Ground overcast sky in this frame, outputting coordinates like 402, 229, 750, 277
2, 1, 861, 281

...

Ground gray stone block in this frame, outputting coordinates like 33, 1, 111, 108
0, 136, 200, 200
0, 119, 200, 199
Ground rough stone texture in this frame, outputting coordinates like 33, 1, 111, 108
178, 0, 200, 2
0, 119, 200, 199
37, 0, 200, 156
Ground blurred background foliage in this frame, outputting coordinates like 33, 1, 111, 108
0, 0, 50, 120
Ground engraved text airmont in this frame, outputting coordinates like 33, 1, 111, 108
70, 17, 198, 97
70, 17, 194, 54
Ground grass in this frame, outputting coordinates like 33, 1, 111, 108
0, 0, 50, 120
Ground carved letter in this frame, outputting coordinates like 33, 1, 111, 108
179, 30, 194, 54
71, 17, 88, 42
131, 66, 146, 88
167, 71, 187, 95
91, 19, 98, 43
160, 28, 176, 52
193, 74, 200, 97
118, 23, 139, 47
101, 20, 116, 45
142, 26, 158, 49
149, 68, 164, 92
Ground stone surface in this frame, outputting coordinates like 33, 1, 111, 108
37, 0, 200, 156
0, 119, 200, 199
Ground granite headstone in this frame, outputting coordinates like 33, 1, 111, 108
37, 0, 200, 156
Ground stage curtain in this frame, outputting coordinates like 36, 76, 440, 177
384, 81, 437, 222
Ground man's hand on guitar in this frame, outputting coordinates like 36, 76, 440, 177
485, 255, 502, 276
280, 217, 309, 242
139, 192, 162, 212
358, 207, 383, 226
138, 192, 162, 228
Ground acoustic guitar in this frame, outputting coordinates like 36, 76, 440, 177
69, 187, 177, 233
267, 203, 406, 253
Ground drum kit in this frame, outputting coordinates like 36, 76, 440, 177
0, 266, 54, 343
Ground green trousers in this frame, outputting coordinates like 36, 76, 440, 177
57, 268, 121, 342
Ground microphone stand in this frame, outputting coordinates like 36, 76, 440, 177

==

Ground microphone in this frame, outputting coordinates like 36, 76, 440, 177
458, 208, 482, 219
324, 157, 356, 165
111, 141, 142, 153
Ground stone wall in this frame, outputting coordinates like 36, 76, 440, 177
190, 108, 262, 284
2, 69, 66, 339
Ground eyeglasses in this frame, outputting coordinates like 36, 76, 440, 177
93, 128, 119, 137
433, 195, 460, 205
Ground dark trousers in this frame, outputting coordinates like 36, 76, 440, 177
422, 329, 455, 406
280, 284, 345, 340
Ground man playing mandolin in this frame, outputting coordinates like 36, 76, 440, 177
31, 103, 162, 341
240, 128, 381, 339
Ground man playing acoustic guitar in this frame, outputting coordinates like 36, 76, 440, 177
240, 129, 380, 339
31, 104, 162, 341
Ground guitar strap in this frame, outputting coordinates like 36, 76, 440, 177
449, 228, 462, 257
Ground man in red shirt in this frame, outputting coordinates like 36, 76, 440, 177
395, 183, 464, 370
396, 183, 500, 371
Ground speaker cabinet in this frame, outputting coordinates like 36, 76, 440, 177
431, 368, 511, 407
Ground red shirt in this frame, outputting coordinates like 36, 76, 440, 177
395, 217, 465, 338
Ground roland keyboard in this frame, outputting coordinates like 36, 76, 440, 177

## Task
Reproduce exactly the entries above, limited to the lines from the one with "Ground speaker cabinet" through the one with "Ground roland keyboard", both included.

## Task answer
Ground speaker cabinet in this frame, outputting coordinates like 36, 76, 440, 177
431, 368, 511, 407
Ground red shirt in this frame, outputting coordinates like 36, 76, 440, 177
395, 217, 465, 338
Ground roland keyboard in this frame, outputting coordinates like 36, 76, 440, 177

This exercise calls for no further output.